======== QUOTED PASSAGE

Vaccines required for college and potential risks

Every year young adults venture out to a new world, college. Not only is this unknown territory scary, but the whole experience can be hard to understand. There are requirements before students can even begin. It’s not just about the books and scheduling the classes! Every state has different requirements of vaccinations that every new college bound student must have before they are allowed to start classes.

The CDC website states that the following are the vaccines recommended for college students: Tetanus-Diptheria-Pertussis vaccine, Meningococcal vaccine, HPV vaccine series, Hepatitis B vaccine series, Polio vaccine series, Measles-Mumps-Rubella (MMR) vaccine series, Varicella (chickenpox) vaccine series, Influenza vaccine, Pneumococcal polysaccharid (PPV) vaccine, and the Hepatitis A vaccine series.

Also according to the same website as above, college freshmen, especially those who live in dormitories, are at a slightly increased risk for bacterial meningitis caused by Neisseria meningitidis bacteria (meningococcal disease) compared with other persons of the same age. As of 2009, a total of 34 states have adopted legislation requiring colleges to provide information on risks of meningococcal disease to incoming students and/or students residing on campus, and 15 states have mandated vaccination for certain students, unless a vaccination waiver is provided. There are currently two vaccines licensed in the United States to protect against meningococcal meningitis.

However, before getting your college bound young adult vaccinated make sure your state requires all of those listed above. Each state is different. Anytime that we are vaccinated we are at risk of side effects and allergic reactions. Keep in mind most doctors won’t report these reactions and side effects to the CDC, because they would rather push the vaccines than have us know the facts.

================
======== DATASET RECORDS

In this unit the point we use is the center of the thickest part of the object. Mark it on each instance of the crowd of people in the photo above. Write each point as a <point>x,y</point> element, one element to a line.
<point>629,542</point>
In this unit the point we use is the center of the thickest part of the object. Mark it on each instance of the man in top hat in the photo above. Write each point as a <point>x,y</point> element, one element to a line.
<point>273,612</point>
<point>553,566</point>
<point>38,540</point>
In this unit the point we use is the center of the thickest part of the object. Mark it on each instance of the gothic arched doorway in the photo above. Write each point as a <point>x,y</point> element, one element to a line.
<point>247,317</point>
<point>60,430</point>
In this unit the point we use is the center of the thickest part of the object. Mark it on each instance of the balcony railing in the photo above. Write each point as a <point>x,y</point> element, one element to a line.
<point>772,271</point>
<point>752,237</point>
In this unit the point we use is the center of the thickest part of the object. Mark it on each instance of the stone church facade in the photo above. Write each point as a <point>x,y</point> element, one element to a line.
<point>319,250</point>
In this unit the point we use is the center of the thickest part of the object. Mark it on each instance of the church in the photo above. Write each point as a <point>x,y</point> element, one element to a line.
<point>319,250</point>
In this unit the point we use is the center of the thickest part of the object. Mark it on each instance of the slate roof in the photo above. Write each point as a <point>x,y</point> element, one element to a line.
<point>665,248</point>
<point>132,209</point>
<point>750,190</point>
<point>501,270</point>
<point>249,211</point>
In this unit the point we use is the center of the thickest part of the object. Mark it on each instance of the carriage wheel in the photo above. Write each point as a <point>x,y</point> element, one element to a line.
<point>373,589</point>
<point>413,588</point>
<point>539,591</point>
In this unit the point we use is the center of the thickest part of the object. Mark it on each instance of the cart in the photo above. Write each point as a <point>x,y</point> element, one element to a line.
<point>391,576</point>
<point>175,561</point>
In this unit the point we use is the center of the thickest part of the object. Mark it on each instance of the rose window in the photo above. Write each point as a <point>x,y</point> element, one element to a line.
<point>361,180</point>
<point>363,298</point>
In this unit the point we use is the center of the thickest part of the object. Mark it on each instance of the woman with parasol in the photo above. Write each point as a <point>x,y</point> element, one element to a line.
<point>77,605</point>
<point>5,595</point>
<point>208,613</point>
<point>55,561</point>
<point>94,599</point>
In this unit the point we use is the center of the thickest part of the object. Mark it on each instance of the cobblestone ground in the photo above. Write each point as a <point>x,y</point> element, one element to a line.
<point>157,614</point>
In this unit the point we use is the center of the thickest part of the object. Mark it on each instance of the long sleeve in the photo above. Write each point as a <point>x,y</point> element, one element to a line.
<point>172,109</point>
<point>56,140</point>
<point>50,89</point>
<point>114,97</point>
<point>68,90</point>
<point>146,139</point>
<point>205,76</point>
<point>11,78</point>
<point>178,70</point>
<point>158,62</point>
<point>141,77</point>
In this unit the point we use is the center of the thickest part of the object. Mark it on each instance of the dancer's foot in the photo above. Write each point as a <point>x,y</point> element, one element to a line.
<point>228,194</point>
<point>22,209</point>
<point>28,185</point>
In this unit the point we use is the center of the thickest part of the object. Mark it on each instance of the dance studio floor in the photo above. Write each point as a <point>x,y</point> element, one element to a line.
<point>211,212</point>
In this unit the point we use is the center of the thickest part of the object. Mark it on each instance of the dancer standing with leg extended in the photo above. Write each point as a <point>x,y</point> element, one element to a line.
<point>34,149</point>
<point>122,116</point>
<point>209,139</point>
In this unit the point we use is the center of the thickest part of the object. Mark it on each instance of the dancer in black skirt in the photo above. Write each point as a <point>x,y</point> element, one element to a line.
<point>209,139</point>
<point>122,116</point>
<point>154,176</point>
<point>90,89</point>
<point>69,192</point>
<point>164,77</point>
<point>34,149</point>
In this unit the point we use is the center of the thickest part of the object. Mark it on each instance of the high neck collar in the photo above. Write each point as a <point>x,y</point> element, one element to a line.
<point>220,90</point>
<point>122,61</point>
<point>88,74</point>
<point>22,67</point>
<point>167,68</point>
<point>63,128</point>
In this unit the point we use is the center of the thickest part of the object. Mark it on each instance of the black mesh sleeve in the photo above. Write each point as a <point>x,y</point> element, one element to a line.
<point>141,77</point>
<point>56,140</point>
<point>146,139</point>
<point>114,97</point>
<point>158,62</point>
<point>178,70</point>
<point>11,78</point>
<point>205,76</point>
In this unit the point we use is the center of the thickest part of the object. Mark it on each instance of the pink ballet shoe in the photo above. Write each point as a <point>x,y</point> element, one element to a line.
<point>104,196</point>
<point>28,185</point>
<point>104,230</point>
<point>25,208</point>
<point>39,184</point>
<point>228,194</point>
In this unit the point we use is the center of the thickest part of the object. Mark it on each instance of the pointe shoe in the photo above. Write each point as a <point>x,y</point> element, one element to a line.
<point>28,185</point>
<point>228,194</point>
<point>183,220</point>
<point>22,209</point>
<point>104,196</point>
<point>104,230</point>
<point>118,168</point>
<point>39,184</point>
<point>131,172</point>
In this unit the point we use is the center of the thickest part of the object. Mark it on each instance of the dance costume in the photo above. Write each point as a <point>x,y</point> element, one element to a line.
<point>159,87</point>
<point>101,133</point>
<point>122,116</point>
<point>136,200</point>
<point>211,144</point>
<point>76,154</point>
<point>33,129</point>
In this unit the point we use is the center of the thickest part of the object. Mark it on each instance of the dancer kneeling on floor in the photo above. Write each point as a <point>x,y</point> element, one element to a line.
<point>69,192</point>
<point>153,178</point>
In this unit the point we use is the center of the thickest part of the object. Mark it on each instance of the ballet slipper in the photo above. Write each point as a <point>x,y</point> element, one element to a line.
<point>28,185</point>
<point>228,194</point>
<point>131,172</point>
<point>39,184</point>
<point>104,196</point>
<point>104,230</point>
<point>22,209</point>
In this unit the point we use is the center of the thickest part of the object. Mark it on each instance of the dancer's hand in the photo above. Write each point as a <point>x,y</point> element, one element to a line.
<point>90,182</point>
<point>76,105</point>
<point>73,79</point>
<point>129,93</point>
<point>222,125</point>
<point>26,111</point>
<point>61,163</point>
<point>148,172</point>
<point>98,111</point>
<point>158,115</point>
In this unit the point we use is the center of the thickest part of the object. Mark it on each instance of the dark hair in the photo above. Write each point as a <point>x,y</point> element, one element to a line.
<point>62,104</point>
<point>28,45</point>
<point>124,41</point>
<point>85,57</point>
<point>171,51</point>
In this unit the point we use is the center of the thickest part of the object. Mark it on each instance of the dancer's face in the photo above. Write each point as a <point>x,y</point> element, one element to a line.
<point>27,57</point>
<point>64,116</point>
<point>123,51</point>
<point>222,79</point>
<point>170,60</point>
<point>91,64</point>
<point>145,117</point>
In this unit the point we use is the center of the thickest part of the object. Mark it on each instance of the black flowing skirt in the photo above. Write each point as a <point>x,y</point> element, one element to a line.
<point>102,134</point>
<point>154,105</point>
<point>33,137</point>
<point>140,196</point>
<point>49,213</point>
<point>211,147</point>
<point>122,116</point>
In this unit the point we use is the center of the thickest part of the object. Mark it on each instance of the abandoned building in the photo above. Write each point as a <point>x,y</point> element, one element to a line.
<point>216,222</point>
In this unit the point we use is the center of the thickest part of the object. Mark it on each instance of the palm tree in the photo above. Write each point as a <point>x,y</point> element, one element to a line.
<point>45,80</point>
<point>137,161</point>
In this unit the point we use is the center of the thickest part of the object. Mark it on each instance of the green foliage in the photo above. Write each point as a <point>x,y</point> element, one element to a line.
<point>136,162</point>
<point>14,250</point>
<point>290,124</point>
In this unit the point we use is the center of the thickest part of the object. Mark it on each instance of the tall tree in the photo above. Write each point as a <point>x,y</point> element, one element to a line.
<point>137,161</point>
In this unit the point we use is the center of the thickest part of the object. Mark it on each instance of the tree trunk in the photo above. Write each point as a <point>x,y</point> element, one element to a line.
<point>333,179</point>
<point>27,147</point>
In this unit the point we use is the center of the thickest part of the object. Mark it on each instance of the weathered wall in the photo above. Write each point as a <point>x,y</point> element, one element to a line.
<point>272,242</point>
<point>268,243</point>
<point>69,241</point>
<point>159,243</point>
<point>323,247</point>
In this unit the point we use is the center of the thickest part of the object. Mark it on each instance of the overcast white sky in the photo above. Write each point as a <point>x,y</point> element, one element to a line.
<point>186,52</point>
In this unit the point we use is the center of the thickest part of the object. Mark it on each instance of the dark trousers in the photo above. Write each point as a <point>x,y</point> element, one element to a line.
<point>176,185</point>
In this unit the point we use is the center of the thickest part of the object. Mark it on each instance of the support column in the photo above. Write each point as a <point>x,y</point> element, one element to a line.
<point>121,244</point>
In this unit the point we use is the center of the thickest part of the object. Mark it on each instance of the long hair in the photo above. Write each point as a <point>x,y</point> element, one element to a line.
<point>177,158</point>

================

WHAT THIS EXERCISE ASKS:
1. Please reproduce the stretch of the article on college vaccines from "Vaccines required for" through "to start classes." word for word.
2. Continue the article on college vaccines from its last sentence.

TASK-BY-TASK OUTPUTS:
1.
Vaccines required for college and potential risks

Every year young adults venture out to a new world, college. Not only is this unknown territory scary, but the whole experience can be hard to understand. There are requirements before students can even begin. It’s not just about the books and scheduling the classes! Every state has different requirements of vaccinations that every new college bound student must have before they are allowed to start classes.

2.
Tetanus-Diptheria-Pertussis vaccine, the HPV vaccine, Hepatitis B vaccine, MMR vaccine, and the Varicella vaccine can all cause some side effects. The most common are pain, redness or swelling, mild fever of up to 100.4°F, headache, tiredness, nausea, vomiting, diarrhea, stomach ache, chills, body aches, sore joints, rash, swollen glands.

Measles, mumps, and rubella (German Measles) are serious diseases. They spread when germs pass from infected person to the nose or throat of others. Some of the serious side effects from the vaccination are long seizures, decreased consciousness, coma, a serious allergic reaction, or a low number of platelets (a type of blood cell) that can lead to bleeding problems. This is almost always temporary.

Meningococcal vaccine can cause some severe side effects within a few minutes to a few hours of the shot. A serious nervous system disorder called Guillain-Barré Syndrome (or GBS) has been reported among some people who received MCV4. The CDC states that this is rare.

The HPV vaccine has been known to cause brief fainting spells and related symptoms (such as jerking movements). This side effect caused the CDC to force the maker of the HPV vaccine to add this side effect to the label.

So here’s the bottom line, inform yourself or your children of all possible side effects from any vaccines before getting those that are required. Know your rights to waiver those vaccines that the college or state requires.